▸ **Entries provided**:
==========

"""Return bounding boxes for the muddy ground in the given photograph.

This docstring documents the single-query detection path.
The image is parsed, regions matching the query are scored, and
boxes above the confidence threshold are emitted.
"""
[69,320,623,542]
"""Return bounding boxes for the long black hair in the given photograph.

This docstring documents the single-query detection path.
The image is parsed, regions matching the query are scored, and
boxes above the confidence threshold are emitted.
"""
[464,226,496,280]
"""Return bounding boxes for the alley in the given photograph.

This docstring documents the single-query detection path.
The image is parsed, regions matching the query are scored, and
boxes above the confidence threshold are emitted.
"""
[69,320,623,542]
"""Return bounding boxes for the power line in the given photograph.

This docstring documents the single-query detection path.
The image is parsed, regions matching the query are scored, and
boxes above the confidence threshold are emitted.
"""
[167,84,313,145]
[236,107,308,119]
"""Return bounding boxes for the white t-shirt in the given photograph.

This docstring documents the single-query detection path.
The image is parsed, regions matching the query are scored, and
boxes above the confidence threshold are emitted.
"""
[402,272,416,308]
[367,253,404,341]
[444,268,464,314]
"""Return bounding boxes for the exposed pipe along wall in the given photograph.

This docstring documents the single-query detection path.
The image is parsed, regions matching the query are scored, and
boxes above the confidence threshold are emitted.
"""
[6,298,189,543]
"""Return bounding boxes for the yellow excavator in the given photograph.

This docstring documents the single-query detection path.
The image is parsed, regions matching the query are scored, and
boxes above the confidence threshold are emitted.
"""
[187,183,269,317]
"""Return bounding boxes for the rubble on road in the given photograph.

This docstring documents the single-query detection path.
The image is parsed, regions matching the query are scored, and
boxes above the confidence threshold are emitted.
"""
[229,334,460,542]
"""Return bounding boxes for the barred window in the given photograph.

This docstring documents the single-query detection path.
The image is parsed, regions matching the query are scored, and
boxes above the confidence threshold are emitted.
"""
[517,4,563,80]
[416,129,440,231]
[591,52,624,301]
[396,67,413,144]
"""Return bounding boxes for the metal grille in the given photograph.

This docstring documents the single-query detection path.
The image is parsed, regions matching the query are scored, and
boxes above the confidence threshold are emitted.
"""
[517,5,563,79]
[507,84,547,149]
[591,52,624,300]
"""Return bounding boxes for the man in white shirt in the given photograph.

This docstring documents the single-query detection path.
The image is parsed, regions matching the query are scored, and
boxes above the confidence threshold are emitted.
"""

==========

▸ **Your task**: Could you print every one of the lines above again, character for character and with nothing changed?

▸ **Response**:
"""Return bounding boxes for the muddy ground in the given photograph.

This docstring documents the single-query detection path.
The image is parsed, regions matching the query are scored, and
boxes above the confidence threshold are emitted.
"""
[69,320,623,542]
"""Return bounding boxes for the long black hair in the given photograph.

This docstring documents the single-query detection path.
The image is parsed, regions matching the query are scored, and
boxes above the confidence threshold are emitted.
"""
[464,226,496,280]
"""Return bounding boxes for the alley in the given photograph.

This docstring documents the single-query detection path.
The image is parsed, regions matching the query are scored, and
boxes above the confidence threshold are emitted.
"""
[69,320,623,542]
"""Return bounding boxes for the power line in the given photograph.

This docstring documents the single-query detection path.
The image is parsed, regions matching the query are scored, and
boxes above the confidence threshold are emitted.
"""
[167,84,313,145]
[236,107,308,119]
"""Return bounding boxes for the white t-shirt in the given photograph.

This docstring documents the single-query detection path.
The image is parsed, regions matching the query are scored, and
boxes above the confidence threshold are emitted.
"""
[402,272,416,308]
[367,253,404,341]
[444,268,464,314]
"""Return bounding boxes for the exposed pipe along wall in the given photograph.

This docstring documents the single-query detection path.
The image is parsed, regions matching the query are scored, and
boxes above the confidence threshold are emitted.
"""
[6,298,189,543]
"""Return bounding boxes for the yellow excavator in the given photograph.

This docstring documents the single-query detection path.
The image is parsed, regions matching the query are scored, and
boxes above the confidence threshold are emitted.
"""
[187,183,269,317]
"""Return bounding boxes for the rubble on road in the given photograph.

This docstring documents the single-query detection path.
The image is parsed, regions matching the query are scored, and
boxes above the confidence threshold are emitted.
"""
[229,334,460,542]
"""Return bounding boxes for the barred window in the given photograph.

This docstring documents the single-query detection path.
The image is parsed, regions matching the query are scored, and
boxes above the confidence threshold are emitted.
"""
[517,4,563,80]
[416,129,440,231]
[591,52,624,301]
[396,67,413,144]
"""Return bounding boxes for the metal grille in the given photograph.

This docstring documents the single-query detection path.
The image is parsed, regions matching the query are scored, and
boxes above the confidence threshold are emitted.
"""
[517,5,563,79]
[507,84,547,149]
[591,52,624,300]
"""Return bounding boxes for the man in white shirt in the given photograph.

This docstring documents the single-query detection path.
The image is parsed, regions matching the query are scored, and
boxes above the confidence threshold are emitted.
"""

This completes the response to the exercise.